## TASK GOAL
Copy nothing but the text: repeat each entry exactly and drop the images.

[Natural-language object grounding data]
☆ ☆ ☆ ☆ ☆
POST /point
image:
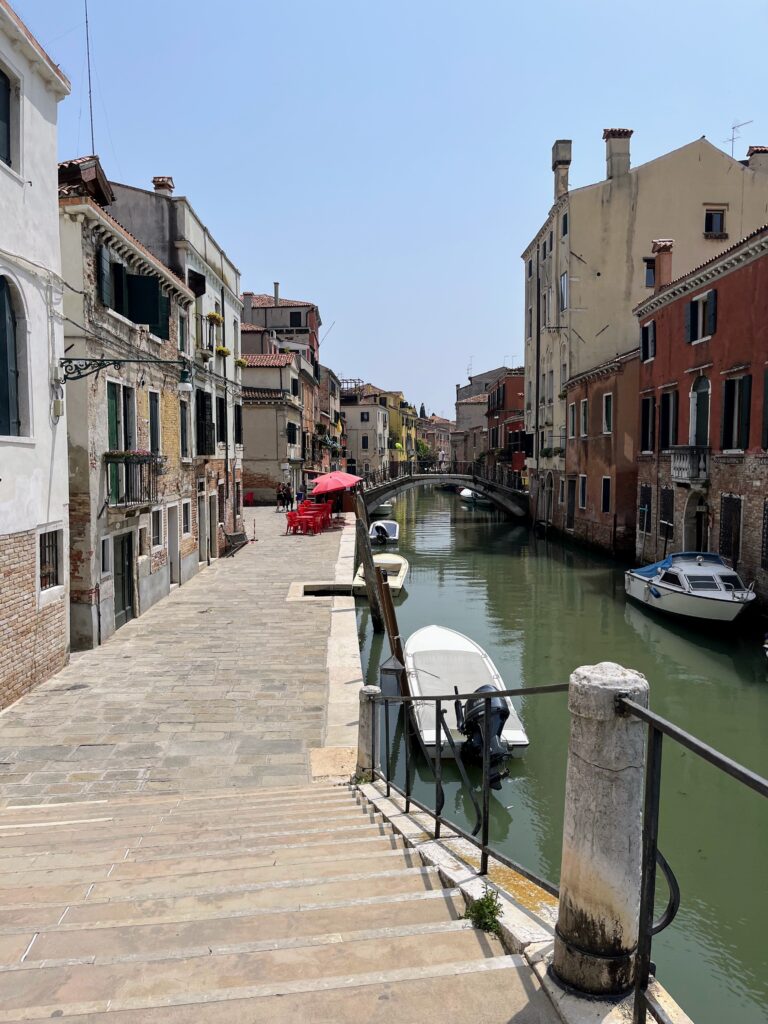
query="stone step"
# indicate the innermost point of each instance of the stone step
(495, 990)
(209, 868)
(133, 860)
(94, 988)
(264, 870)
(340, 923)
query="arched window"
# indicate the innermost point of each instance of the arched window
(9, 417)
(5, 118)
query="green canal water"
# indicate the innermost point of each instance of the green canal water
(541, 609)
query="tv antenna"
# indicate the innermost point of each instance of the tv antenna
(735, 133)
(90, 90)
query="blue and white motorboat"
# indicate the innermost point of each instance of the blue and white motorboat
(691, 584)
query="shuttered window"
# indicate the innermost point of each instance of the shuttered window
(5, 94)
(10, 423)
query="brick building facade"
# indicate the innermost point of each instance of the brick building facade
(702, 467)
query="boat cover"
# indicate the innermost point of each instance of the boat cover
(708, 558)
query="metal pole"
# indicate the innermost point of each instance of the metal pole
(648, 876)
(438, 769)
(485, 787)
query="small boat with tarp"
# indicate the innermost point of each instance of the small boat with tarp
(690, 584)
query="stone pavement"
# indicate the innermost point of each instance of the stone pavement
(221, 684)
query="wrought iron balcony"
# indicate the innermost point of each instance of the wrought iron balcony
(132, 478)
(690, 464)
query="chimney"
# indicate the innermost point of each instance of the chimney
(757, 157)
(616, 152)
(164, 184)
(662, 249)
(560, 165)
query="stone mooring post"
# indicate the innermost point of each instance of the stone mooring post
(597, 925)
(367, 727)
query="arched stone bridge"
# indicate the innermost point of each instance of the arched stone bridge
(513, 502)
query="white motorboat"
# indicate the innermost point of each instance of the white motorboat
(385, 531)
(693, 584)
(395, 567)
(437, 660)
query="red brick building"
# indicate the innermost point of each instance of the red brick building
(702, 472)
(595, 501)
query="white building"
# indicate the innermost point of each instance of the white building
(34, 572)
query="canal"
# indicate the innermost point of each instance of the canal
(541, 609)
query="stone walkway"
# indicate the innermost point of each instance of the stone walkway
(193, 695)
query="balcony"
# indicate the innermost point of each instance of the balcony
(132, 478)
(690, 464)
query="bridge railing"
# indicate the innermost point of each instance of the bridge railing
(500, 475)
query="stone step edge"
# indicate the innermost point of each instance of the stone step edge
(316, 985)
(258, 946)
(339, 904)
(225, 890)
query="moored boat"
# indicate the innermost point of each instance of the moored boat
(439, 660)
(690, 584)
(395, 567)
(385, 531)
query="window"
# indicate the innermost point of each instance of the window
(644, 509)
(648, 341)
(736, 400)
(182, 332)
(107, 556)
(715, 224)
(700, 316)
(607, 414)
(667, 513)
(157, 527)
(49, 559)
(221, 419)
(605, 495)
(183, 408)
(155, 422)
(5, 99)
(10, 416)
(647, 423)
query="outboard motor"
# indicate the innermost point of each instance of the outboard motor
(472, 723)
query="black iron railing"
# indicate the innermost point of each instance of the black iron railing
(658, 728)
(651, 856)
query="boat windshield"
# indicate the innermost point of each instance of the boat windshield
(731, 582)
(699, 581)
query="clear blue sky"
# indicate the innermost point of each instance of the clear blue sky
(390, 161)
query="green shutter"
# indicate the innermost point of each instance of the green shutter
(712, 311)
(104, 276)
(743, 412)
(143, 299)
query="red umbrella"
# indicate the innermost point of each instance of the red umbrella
(334, 481)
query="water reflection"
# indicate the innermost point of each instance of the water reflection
(541, 608)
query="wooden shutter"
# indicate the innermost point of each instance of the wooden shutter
(103, 268)
(743, 412)
(5, 118)
(143, 299)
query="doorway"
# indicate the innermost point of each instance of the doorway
(123, 578)
(173, 548)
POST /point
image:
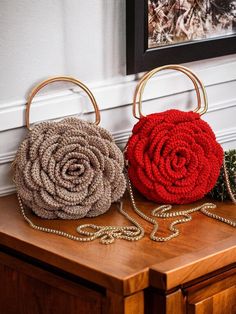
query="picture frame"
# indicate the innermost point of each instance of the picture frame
(141, 58)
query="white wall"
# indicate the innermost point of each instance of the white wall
(86, 39)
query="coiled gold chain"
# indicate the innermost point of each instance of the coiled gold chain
(108, 234)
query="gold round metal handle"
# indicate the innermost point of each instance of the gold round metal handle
(41, 85)
(196, 81)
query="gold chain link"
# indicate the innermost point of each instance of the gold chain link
(108, 234)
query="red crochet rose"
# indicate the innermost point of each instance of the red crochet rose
(173, 157)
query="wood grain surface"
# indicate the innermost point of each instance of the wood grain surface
(204, 246)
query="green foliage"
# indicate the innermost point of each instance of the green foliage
(219, 192)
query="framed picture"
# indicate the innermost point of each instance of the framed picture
(176, 31)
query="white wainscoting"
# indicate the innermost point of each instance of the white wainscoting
(170, 90)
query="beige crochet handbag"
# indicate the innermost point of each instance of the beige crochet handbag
(68, 169)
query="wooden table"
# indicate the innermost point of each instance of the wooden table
(45, 273)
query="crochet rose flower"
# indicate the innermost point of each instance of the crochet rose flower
(173, 157)
(69, 169)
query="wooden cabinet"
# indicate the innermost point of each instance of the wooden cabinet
(42, 273)
(216, 295)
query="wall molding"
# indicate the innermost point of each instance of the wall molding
(116, 94)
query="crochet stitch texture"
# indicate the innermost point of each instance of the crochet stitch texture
(173, 157)
(69, 169)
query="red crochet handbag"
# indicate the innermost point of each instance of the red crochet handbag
(173, 156)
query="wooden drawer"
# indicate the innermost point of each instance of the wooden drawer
(27, 289)
(213, 296)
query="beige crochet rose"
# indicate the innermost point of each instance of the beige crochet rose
(69, 169)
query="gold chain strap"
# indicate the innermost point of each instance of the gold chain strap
(108, 234)
(226, 175)
(163, 212)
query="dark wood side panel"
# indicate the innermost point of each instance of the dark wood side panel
(24, 293)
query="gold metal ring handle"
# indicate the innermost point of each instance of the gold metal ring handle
(196, 81)
(38, 87)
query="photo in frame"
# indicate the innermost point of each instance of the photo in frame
(161, 32)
☆ ☆ ☆ ☆ ☆
## WRITTEN SOLUTION
POST /point
image:
query="stone step"
# indicate the innermost point of each instance of the stone step
(495, 990)
(209, 868)
(133, 860)
(94, 988)
(264, 870)
(340, 923)
query="arched window"
# indicate the innermost point of each instance of the arched window
(9, 417)
(5, 118)
query="green canal water"
# indicate the innermost point of each instance of the green canal water
(541, 609)
query="tv antenna"
# indicate the innermost point of each instance of the tv antenna
(735, 133)
(90, 90)
query="blue and white motorboat"
# indicate the innermost point of each instance of the blue and white motorboat
(691, 584)
query="shuttered window"
# indicate the innermost point of each instance of the shuttered window
(5, 94)
(10, 423)
query="brick building facade"
# indicate the innermost point of each instance of the brick building facade
(702, 467)
query="boat cover"
# indicate the innermost point of each instance of the boat cover
(708, 558)
query="metal pole"
# indicate the innermost point of each instance of the metal pole
(648, 876)
(438, 769)
(485, 787)
query="small boat with tarp"
# indicate the innermost point of each instance of the small boat with tarp
(690, 584)
query="stone pavement"
# indicate the innermost point of each instance of the stone pavement
(221, 684)
query="wrought iron balcony"
# indicate the innermost point of each instance of the wrought iron balcony
(132, 478)
(690, 464)
query="chimney"
# indicate the innermost point of each instance of the chimney
(757, 157)
(616, 152)
(164, 184)
(662, 249)
(560, 165)
query="stone mooring post"
# indicate the innermost point of each instance of the stone mooring post
(597, 925)
(367, 727)
query="arched stone bridge"
# indicate the innermost point of each instance of the arched stone bridge
(513, 502)
query="white motorboat"
# indicate the innermost point of each instance of the white motorboat
(385, 531)
(693, 584)
(395, 567)
(437, 660)
query="red brick building"
# indicate the innermost point of each instance of the red brick building
(702, 472)
(595, 501)
query="white building"
# indicate the innermost point of each instance of the white building
(34, 572)
query="canal"
# indicate the innermost point of each instance of the canal
(541, 609)
query="stone walkway"
# indicate the innermost point of each instance of the stone walkway
(193, 695)
query="balcony"
# indicate the innermost point of each instance of the balcony
(132, 478)
(690, 464)
query="bridge railing"
# indicate the innermost point of each instance of the bridge railing
(500, 475)
query="stone step edge"
# indicate the innermost point of each instance of the stone step edge
(316, 985)
(258, 946)
(339, 904)
(225, 890)
query="moored boat"
# indicate the innermost point of each instance of the moored boat
(439, 660)
(690, 584)
(395, 567)
(385, 531)
query="window"
# indicate the innermost point of each instance of the window
(644, 509)
(648, 341)
(736, 400)
(182, 332)
(107, 556)
(715, 224)
(700, 316)
(607, 414)
(667, 513)
(157, 527)
(49, 559)
(221, 419)
(605, 495)
(183, 408)
(155, 422)
(5, 99)
(10, 416)
(647, 423)
query="outboard motor"
# indicate the innermost point of each instance of the outboard motor
(472, 723)
query="black iron railing"
# indicate the innermost point of each instance of the black iron railing
(658, 728)
(651, 856)
query="boat windshield"
# indicate the innermost point of each instance of the boat windshield
(731, 582)
(699, 581)
query="clear blue sky"
# indicate the innermost point of each instance of the clear blue sky
(390, 161)
query="green shutter"
# indicate the innermost point of each instance of the green shutter
(712, 311)
(104, 276)
(743, 412)
(143, 299)
query="red umbrella"
# indicate the innermost point of each instance of the red umbrella
(334, 481)
query="water reflection"
# indicate the innermost point of each instance of the water reflection
(541, 608)
query="wooden shutter"
# indicate the innermost point of each instance of the wooden shutter
(103, 268)
(743, 412)
(5, 118)
(143, 299)
query="doorway"
# indicate the innermost point of each instance of the doorway
(123, 578)
(173, 548)
POST /point
image:
query="picture frame"
# indicate the innermost point of each instance of the picture frame
(141, 58)
query="white wall"
# indicate the innermost point of each instance of the white wall
(86, 39)
query="coiled gold chain"
# indicate the innermost point of each instance of the coiled gold chain
(108, 234)
query="gold round metal handle"
# indicate the innermost point of each instance of the gold round metal handle
(41, 85)
(196, 81)
query="gold chain link"
# indicate the innermost point of each instance of the gold chain link
(108, 234)
query="red crochet rose"
# indicate the innermost point of each instance of the red crochet rose
(173, 157)
query="wood grain surface"
# indicate the innermost point of each instance of the wood grain surface
(204, 246)
query="green foliage"
# indicate the innermost point of each instance of the green foliage
(219, 192)
query="framed picture"
# indicate the innermost point of each instance of the framed picture
(176, 31)
query="white wainscoting"
# indicate the innermost point of each instance of the white wainscoting
(170, 90)
query="beige crochet handbag"
# indicate the innermost point of each instance of the beige crochet handbag
(68, 169)
query="wooden table"
# indicate the innermost point of each instance of the wooden table
(45, 273)
query="crochet rose flower"
# indicate the innermost point of each instance of the crochet rose flower
(173, 157)
(69, 169)
query="wooden cabinet"
# indicate the innermost point of each instance of the wooden cabinet
(42, 273)
(216, 295)
query="wall molding"
# indicate the innermost point of each instance of the wall molding
(116, 94)
query="crochet stitch texture"
# indicate the innermost point of each instance of the crochet stitch texture
(173, 157)
(69, 169)
query="red crochet handbag"
# indicate the innermost point of each instance of the red crochet handbag
(173, 156)
query="wooden drawer"
# indicate the innermost point of each instance of the wooden drawer
(27, 289)
(213, 296)
query="beige crochet rose"
# indicate the innermost point of each instance of the beige crochet rose
(69, 169)
query="gold chain strap"
# indicate the innermost point of each instance of the gold chain strap
(108, 234)
(226, 175)
(163, 212)
query="dark wood side panel"
# indicate the innermost point of each instance of the dark wood side panel
(24, 293)
query="gold metal ring handle"
# indicate the innermost point of each instance of the gold metal ring handle
(196, 81)
(38, 87)
query="photo in frame"
# indicate the innermost point of each instance of the photo in frame
(161, 32)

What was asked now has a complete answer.